* _Excerpt_:
• • • •

The Intrepid Fox is being sold into a similar fate.
Dreadful what they're doing to historic Soho boozers.
On the other hand: I thought the Communist Manifesto is more famously remembered as having written in the British Library Reading Room? If we're to slap a preservation order on every building in London in which a famous writer did a bit of work on on a famous text, surely we'd be erecting blue plaques everywhere?
It's a shame to hear about it all the same.
Well glad to have some good news to share - apparently I'm not the only one who's been alert to this issue and apparently the council have refused permission to change the use of the building so it's going to re-open as a pub. No doubt the Cru-blog media spot-light was the key factor!
Marx wrote Das Kapital in the British Library.
Nice diversion, but I didn't make any assertion about Das Kapital.
Marx described his rooms in Soho as 'a hovel'.

• • • •

* _Entries shown_:

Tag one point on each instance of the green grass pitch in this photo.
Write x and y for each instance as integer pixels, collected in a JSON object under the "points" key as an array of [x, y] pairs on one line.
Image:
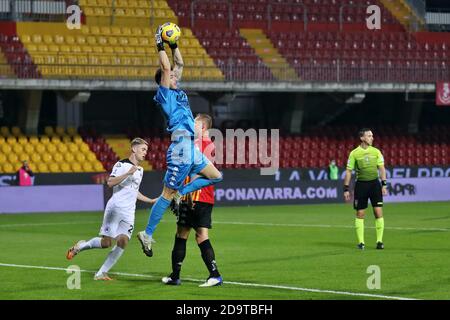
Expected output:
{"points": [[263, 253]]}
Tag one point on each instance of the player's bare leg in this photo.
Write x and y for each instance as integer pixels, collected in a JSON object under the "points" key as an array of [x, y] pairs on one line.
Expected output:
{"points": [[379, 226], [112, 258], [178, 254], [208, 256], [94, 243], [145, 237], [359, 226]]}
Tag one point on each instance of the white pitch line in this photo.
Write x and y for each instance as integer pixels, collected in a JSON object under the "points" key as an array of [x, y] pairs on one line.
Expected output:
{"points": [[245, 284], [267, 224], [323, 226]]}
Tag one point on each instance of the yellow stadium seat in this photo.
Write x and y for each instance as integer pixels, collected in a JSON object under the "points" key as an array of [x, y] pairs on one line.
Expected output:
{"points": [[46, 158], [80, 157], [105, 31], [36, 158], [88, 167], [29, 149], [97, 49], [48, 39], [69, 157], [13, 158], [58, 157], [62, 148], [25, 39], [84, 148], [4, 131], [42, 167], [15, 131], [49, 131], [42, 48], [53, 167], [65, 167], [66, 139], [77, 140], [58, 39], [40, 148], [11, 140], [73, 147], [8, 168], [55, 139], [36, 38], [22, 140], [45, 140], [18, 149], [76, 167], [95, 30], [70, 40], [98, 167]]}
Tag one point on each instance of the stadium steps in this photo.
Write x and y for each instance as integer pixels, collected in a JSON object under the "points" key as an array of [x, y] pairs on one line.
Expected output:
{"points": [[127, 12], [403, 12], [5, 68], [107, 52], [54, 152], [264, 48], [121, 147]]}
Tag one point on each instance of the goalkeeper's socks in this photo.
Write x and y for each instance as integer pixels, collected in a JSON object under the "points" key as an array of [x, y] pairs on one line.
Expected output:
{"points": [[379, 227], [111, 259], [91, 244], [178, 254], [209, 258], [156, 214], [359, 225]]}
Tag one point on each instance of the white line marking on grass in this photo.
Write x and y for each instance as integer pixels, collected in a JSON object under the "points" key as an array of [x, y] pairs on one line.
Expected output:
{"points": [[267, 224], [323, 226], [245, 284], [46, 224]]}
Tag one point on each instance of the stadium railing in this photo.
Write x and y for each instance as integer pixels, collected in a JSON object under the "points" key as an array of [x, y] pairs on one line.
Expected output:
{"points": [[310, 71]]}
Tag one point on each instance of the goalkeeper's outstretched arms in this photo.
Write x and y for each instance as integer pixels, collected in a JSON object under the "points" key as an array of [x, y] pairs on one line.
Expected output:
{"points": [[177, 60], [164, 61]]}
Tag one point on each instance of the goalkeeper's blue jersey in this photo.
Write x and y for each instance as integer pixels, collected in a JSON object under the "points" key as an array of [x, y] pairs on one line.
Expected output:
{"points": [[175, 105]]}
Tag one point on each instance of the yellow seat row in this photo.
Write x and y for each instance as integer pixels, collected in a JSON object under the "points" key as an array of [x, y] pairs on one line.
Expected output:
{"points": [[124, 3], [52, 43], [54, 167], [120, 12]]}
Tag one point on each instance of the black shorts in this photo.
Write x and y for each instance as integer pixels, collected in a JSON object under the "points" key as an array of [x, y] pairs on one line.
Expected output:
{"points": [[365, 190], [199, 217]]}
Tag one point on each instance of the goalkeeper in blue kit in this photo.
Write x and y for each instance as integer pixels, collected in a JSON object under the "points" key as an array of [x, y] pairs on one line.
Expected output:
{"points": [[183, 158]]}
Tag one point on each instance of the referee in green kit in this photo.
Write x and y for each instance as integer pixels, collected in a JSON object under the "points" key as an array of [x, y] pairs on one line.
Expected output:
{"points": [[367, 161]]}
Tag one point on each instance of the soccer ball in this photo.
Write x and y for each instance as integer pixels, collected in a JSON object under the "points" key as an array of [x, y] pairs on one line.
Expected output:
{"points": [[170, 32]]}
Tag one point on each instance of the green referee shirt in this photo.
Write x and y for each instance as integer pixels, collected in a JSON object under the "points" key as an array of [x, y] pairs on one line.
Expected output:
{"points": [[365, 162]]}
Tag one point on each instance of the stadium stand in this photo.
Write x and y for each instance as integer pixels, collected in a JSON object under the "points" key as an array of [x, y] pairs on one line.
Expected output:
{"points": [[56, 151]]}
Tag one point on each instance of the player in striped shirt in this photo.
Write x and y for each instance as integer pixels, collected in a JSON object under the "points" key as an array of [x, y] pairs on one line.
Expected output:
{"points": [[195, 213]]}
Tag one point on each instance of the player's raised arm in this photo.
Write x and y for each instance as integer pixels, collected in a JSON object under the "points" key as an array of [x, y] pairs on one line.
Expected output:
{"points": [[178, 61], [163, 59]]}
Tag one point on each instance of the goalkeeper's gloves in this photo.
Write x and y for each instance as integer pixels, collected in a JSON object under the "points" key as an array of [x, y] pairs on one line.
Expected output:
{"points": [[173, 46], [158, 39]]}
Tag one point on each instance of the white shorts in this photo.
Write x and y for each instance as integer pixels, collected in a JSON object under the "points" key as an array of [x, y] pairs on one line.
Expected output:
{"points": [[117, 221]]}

• • • •

* _Written request_:
Please say how Marx described his rooms in Soho, according to the Soho pub comments.

* _Complete answer_:
He described them as "a hovel."